→ Passage shown:
Things get complicated if I want to expand beyond the single disk because automatic repair wouldn't be possible until I expand to 3 SSDS per cluster, and I can't fill beyond 66% because there wouldn't be a room for an automatic migration. hence the general recommendation of 12 OSDs?
 
There is no "migration" with only three nodes. the "3" in your crush rule refers to how many copies on individual nodes that have to exist in order to have a healthy pg (placement group.) the number of OSDs dont matter in this context- you can only use a maximum of the smallest node's capacity.
 
  • Like
Reactions: gurubert and UdoB
It seems like failure scenarios are actually pretty sweet in this case?
Well, my whole point in the first post is that the absolute minimum is not a scenario I would like to use.

If you think it will work fine for your use case: go for it! (No sarcasm, I mean it!)
 
I think what I'm trying to say really is that in that minimal scenario, things are actually pretty straight forward. I lose an OSD, I lose a node. I lose two nodes or two clusters, and I go read-only until I bring it back to 2 node, 2 OSD.

→ Data extract:

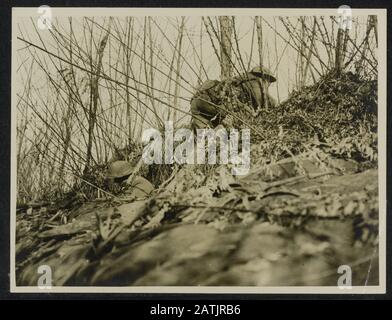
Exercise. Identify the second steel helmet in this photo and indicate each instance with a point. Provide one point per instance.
(119, 169)
(264, 73)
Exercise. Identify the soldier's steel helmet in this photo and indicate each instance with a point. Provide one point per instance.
(264, 73)
(119, 169)
(207, 85)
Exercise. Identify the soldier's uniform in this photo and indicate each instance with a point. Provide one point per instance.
(120, 174)
(213, 97)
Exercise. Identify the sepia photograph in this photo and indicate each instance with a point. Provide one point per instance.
(198, 150)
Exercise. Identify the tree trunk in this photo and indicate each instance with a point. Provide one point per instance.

→ Stated problem 1: According to the thread, what does the "3" in the crush rule refer to?
→ Stated problem 2: From the thread, extract the text starting with "There is no" and going on through "like to use.".
→ Stated problem 3: Translate this sentence from the thread into German: "There is no "migration" with only three nodes."

→ Response 1: It refers to how many copies on individual nodes must exist for a healthy placement group.

→ Response 2:
There is no "migration" with only three nodes. the "3" in your crush rule refers to how many copies on individual nodes that have to exist in order to have a healthy pg (placement group.) the number of OSDs dont matter in this context- you can only use a maximum of the smallest node's capacity.
 
  • Like
Reactions: gurubert and UdoB
It seems like failure scenarios are actually pretty sweet in this case?
Well, my whole point in the first post is that the absolute minimum is not a scenario I would like to use.

→ Response 3: Bei nur drei Knoten gibt es keine „Migration“.